◆ REQUIREMENT: Pull every line that includes the word "wheel" from the data.

Items from a data source:
────────────────
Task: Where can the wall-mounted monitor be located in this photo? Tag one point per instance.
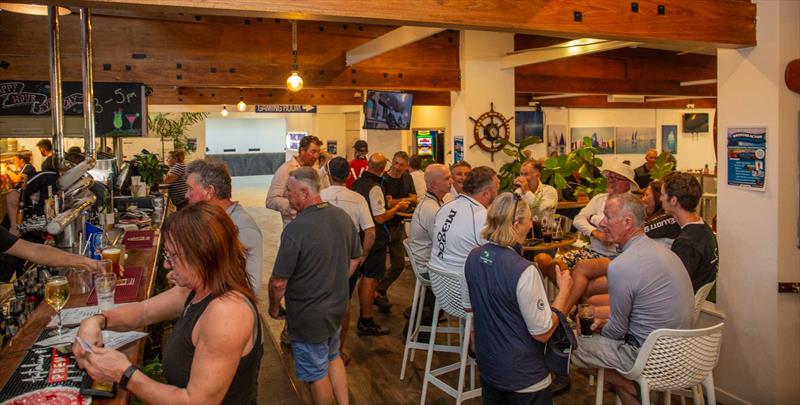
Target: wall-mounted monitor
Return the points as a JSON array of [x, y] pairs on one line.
[[695, 122], [387, 110]]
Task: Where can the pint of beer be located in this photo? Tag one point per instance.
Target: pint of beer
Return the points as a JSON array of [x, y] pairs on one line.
[[116, 255]]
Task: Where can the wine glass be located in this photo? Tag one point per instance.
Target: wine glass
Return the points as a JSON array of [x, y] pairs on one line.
[[56, 293]]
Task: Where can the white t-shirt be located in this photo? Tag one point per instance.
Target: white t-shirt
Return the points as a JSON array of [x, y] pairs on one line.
[[457, 230], [352, 203], [420, 233]]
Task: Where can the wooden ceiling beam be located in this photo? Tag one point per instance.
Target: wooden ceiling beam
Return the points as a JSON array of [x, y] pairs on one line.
[[720, 23]]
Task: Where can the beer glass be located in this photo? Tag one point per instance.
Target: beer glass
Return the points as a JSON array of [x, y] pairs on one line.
[[56, 294]]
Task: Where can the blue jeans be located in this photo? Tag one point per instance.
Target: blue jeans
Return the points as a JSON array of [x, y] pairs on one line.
[[311, 359]]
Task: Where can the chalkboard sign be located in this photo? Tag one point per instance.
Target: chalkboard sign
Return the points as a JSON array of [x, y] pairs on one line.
[[120, 109]]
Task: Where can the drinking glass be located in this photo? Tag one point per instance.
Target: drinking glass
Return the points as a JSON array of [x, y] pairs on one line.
[[585, 319], [104, 285], [56, 293]]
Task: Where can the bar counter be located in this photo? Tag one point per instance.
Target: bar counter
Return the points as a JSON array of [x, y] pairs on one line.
[[13, 354]]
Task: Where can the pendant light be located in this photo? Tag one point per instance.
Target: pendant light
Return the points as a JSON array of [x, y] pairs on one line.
[[294, 83], [241, 106]]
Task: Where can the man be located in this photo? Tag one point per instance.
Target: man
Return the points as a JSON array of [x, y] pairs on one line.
[[458, 225], [415, 170], [540, 197], [209, 180], [649, 290], [357, 208], [643, 171], [420, 233], [397, 186], [46, 149], [319, 249], [359, 164], [40, 254], [458, 172], [696, 244], [374, 267], [307, 156]]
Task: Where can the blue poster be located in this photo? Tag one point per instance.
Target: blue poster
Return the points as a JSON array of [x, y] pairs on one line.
[[747, 152]]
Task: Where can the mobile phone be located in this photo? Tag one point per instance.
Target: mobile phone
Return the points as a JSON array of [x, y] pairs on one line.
[[96, 389]]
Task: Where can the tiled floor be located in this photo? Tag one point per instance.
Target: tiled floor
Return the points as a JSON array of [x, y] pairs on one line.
[[374, 371]]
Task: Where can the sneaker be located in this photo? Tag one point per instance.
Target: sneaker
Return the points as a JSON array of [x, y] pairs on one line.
[[382, 302], [368, 327]]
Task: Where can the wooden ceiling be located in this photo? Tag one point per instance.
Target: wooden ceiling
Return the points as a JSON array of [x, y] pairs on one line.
[[212, 59]]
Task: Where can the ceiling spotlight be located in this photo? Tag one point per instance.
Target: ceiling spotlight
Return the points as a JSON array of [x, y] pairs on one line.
[[241, 106], [31, 9], [294, 82]]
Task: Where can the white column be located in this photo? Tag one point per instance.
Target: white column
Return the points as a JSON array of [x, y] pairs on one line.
[[482, 82], [760, 361]]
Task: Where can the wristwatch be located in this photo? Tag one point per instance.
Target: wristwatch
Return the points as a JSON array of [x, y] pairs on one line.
[[126, 376]]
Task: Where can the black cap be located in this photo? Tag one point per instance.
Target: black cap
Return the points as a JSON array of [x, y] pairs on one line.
[[338, 168], [361, 146]]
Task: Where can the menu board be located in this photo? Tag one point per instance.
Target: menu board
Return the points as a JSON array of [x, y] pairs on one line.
[[120, 109]]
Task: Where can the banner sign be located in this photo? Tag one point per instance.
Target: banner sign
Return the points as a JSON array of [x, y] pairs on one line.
[[747, 151], [285, 108]]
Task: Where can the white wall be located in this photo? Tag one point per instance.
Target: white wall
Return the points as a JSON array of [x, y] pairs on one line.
[[268, 135], [760, 360]]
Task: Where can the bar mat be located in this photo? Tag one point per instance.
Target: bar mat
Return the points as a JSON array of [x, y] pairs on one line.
[[127, 287], [138, 239], [45, 376]]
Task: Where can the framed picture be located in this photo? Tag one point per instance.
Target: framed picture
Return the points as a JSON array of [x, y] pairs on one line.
[[602, 138], [669, 138], [635, 139]]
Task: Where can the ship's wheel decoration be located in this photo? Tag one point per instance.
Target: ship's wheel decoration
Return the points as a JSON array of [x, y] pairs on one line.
[[489, 129]]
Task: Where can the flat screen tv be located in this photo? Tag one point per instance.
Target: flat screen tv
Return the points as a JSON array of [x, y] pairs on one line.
[[695, 122], [387, 110]]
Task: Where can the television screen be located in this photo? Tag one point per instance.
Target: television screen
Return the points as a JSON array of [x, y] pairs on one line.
[[528, 124], [387, 110], [695, 122]]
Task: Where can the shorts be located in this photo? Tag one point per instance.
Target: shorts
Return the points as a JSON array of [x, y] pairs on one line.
[[572, 257], [599, 351], [311, 359]]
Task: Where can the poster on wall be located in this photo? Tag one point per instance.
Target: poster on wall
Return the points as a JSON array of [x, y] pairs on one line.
[[556, 143], [458, 148], [747, 152], [528, 124], [669, 138], [602, 138], [636, 140]]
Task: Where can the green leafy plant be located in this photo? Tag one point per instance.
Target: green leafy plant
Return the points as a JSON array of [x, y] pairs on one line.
[[174, 129], [149, 168], [665, 164], [510, 170], [558, 170]]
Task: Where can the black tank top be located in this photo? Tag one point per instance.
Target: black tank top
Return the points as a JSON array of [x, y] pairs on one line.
[[179, 353]]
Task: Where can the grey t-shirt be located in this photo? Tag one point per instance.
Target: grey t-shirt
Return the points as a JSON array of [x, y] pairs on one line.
[[649, 289], [314, 256]]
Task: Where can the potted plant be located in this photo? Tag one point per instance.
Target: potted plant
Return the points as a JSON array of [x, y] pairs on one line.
[[174, 129]]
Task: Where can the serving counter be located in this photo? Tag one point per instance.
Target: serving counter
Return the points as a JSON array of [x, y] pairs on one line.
[[147, 258]]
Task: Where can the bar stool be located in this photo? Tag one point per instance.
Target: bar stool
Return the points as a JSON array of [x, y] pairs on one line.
[[447, 288], [415, 320]]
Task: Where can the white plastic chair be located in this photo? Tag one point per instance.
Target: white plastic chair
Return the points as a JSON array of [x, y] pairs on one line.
[[673, 359], [699, 298], [447, 288], [415, 319]]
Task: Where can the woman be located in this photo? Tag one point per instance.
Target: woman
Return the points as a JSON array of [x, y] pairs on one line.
[[176, 178], [214, 352], [590, 275], [512, 318]]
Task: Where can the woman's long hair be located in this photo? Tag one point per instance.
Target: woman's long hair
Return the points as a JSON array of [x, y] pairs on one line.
[[505, 210], [209, 242]]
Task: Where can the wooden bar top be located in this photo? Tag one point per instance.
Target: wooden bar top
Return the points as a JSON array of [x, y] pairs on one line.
[[12, 355]]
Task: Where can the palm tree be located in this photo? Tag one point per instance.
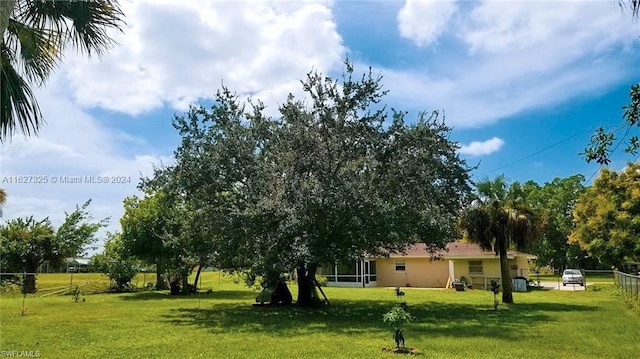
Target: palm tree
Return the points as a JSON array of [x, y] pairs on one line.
[[3, 199], [498, 220], [34, 35]]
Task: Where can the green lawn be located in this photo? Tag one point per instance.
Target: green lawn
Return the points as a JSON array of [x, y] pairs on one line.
[[223, 324]]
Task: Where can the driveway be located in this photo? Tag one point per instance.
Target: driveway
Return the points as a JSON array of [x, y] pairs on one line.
[[558, 285]]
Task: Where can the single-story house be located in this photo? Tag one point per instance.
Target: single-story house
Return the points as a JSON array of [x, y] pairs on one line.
[[418, 268], [79, 264]]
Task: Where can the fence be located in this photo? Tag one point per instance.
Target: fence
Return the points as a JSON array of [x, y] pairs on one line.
[[629, 282]]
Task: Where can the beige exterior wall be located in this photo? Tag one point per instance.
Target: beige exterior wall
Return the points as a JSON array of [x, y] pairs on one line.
[[523, 267], [419, 272], [490, 270]]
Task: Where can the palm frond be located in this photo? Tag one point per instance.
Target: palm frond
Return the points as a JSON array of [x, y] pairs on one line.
[[83, 23], [3, 199], [18, 106], [36, 50]]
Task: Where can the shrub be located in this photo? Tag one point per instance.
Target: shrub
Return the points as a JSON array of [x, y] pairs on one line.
[[322, 280], [397, 317]]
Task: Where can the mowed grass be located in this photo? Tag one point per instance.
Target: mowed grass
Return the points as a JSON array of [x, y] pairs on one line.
[[223, 324]]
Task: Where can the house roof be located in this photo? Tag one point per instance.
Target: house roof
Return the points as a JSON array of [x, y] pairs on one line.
[[79, 261], [456, 250]]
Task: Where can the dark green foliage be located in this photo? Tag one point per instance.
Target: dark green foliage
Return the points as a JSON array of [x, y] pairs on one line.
[[27, 243], [32, 44], [499, 219], [116, 263], [332, 178], [555, 201], [600, 148], [607, 217]]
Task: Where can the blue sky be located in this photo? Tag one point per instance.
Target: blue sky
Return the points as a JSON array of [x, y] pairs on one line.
[[513, 78]]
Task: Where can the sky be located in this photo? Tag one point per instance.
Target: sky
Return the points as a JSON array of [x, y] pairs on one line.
[[523, 84]]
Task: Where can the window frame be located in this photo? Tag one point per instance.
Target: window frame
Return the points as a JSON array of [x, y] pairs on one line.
[[475, 265]]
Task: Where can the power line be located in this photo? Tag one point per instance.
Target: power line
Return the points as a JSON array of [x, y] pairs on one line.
[[538, 152]]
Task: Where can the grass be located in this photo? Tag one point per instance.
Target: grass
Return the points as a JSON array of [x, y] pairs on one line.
[[223, 324]]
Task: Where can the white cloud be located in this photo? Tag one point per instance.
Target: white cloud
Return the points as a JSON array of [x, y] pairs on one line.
[[172, 52], [178, 52], [71, 144], [423, 21], [477, 148], [521, 56]]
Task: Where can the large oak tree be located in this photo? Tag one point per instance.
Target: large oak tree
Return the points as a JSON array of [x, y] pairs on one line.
[[607, 217], [334, 177]]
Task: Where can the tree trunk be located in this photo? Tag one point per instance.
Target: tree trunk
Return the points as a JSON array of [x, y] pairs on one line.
[[195, 282], [186, 288], [160, 283], [507, 288], [6, 8], [307, 294], [29, 285]]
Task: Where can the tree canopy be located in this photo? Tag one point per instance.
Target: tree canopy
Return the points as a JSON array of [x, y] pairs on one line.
[[335, 177], [607, 217], [34, 35], [555, 202], [26, 243], [500, 218]]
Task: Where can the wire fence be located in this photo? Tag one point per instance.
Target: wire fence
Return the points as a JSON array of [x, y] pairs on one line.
[[629, 282]]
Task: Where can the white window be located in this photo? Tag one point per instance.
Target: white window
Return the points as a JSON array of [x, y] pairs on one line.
[[475, 267]]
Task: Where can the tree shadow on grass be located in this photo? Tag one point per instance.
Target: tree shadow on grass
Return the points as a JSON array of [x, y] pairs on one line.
[[224, 295], [365, 316]]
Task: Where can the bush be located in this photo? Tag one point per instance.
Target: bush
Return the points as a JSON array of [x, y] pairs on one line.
[[322, 280]]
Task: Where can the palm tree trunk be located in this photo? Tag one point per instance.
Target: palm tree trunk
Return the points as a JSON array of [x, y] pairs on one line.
[[507, 288], [6, 8]]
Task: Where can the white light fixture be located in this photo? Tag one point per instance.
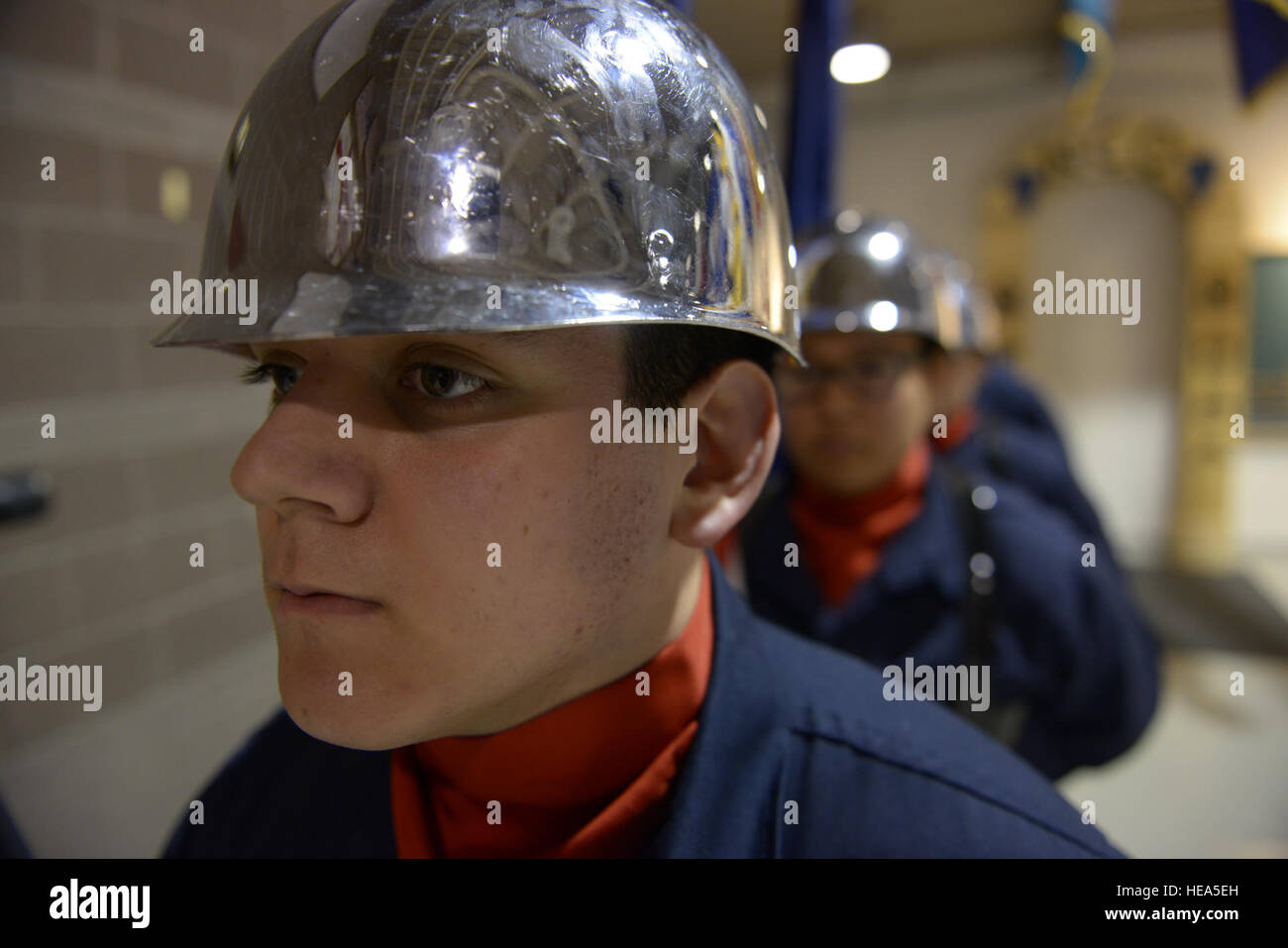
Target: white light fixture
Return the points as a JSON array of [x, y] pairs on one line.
[[883, 316], [861, 62], [884, 247]]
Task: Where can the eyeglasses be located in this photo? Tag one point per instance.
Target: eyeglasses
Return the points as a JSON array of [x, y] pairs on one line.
[[870, 376]]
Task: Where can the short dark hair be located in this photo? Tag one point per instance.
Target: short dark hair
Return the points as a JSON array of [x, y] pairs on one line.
[[664, 361]]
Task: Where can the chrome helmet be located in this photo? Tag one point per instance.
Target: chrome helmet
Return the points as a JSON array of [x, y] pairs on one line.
[[489, 165]]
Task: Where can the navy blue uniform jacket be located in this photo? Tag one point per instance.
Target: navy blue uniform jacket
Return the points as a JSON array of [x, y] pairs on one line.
[[784, 720], [1018, 440], [1069, 644]]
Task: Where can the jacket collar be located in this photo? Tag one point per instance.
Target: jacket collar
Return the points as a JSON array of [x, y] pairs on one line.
[[716, 807]]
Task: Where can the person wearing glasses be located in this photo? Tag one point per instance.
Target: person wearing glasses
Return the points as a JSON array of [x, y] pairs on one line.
[[871, 543]]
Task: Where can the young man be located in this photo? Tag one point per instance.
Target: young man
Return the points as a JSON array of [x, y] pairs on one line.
[[498, 631], [912, 565]]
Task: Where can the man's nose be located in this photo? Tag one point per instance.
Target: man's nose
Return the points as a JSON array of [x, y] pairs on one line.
[[297, 462]]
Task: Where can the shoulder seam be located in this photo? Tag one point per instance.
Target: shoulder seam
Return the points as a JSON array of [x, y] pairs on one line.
[[939, 779]]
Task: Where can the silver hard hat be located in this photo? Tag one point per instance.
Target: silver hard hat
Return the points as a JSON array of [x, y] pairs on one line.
[[866, 272], [967, 318], [488, 165]]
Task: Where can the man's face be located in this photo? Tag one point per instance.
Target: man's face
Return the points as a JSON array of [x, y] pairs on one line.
[[848, 430], [467, 451]]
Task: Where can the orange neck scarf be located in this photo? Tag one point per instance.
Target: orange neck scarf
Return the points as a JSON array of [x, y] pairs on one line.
[[841, 537], [588, 779]]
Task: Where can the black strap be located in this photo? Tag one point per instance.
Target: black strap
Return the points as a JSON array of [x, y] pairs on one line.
[[1006, 723]]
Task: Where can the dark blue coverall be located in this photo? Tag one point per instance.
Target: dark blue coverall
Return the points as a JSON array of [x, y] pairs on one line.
[[785, 720], [1073, 672], [1017, 440]]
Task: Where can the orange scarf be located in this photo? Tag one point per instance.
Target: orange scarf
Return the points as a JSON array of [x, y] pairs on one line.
[[588, 779], [841, 537]]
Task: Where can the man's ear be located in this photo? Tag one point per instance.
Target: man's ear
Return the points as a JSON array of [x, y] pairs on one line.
[[737, 437]]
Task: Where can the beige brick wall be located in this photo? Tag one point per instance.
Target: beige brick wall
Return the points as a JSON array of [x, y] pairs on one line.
────────────────
◆ RESPONSE TO THE TASK:
Task: Where can the ship's wheel decoration be located in this photo? Tag one point per instance.
Target: ship's wheel decoration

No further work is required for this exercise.